Activity:
Which four phrases in the passage on glycosyltransferases below are enclosed in backtick marks (`)? List each one.

Structure and function of archetypal glycosyltransferases

Simple and complex carbohydrates have been described as `the last frontier of molecular and cell biology`. The carbohydrates, or often `the sugars`, are biomolecules characterised by enormous structural complexity and functional diversity. To a wider public, they are known mainly because they provide a major caloric portion of the human diet and sometimes impart a sweet taste to the product. However, physiological roles in which carbohydrates act as a `cellular language` have been unveiled and rely on the huge coding potential of the individual monosaccharides that constitute the functional structure. Among the plethora of carbohydrate-active enzymes, those which can catalyse the formation of specific linkages between the monosaccharide building blocks to yield oligosaccharides are especially challenging. This group of enzymes, functionally classified as `the glycosyltransferases` (GTs), is large, and its members differ in respect to both amino acid sequence and three- dimensional structure, partly reflecting the complexity of the reaction products of their catalytic action. Obviously, a very well-defined orchestration of the action of different GTs in a place and time-dependent context is required to achieve a tight regulation of carbohydrate-mediated cellular responses at all levels of metabolism. In order to harness fully the newly bequeathed genomic resource in the form of a myriad of open-reading frames whose translation products that are likely involved in oligosaccharide synthesis, modification and turnover, we need to understand better how GT sequences relate to enzyme structure, mechanism, and specificity. The project aims at unraveling some "sweet secrets" of GT structure-function relationships by focusing on a representative enzyme group within the GT class: the phosphorylases. We will use the genome of the archaeon Sulfolobus solfataricus as resource of novel and seemingly archetypal variants of glycogen phosphorylase and trehalose phosphorylase, two important GTs of energy-related carbohydrate metabolism. The archaeal enzymes and selected mutants thereof will be examined through detailed biochemical and mechanistic characterisation, and their properties compared with homologues seen in other organisms and cell types. Through this process, means for extrapolation of molecular information to other sequence-related GTs are provided and strategies for the utilisation of the glycogenomic resource inspired.

Collected data:
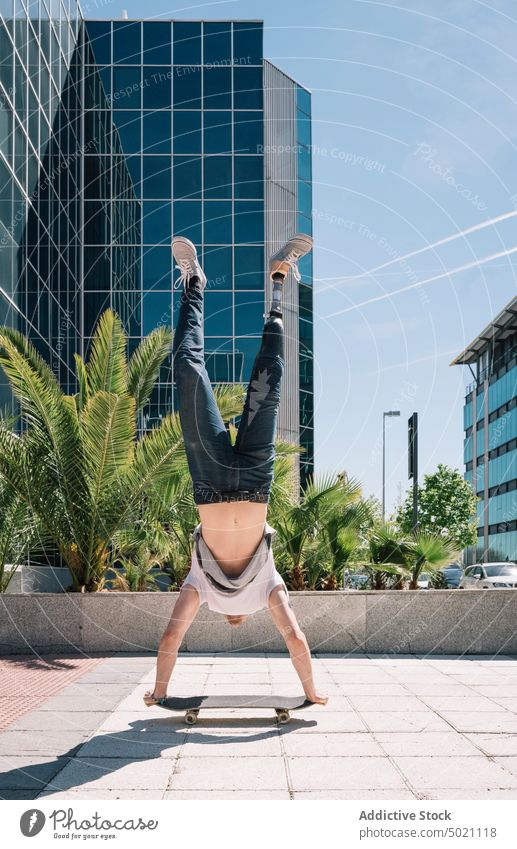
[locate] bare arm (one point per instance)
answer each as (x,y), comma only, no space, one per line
(286,622)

Reply:
- the last frontier of molecular and cell biology
- the sugars
- cellular language
- the glycosyltransferases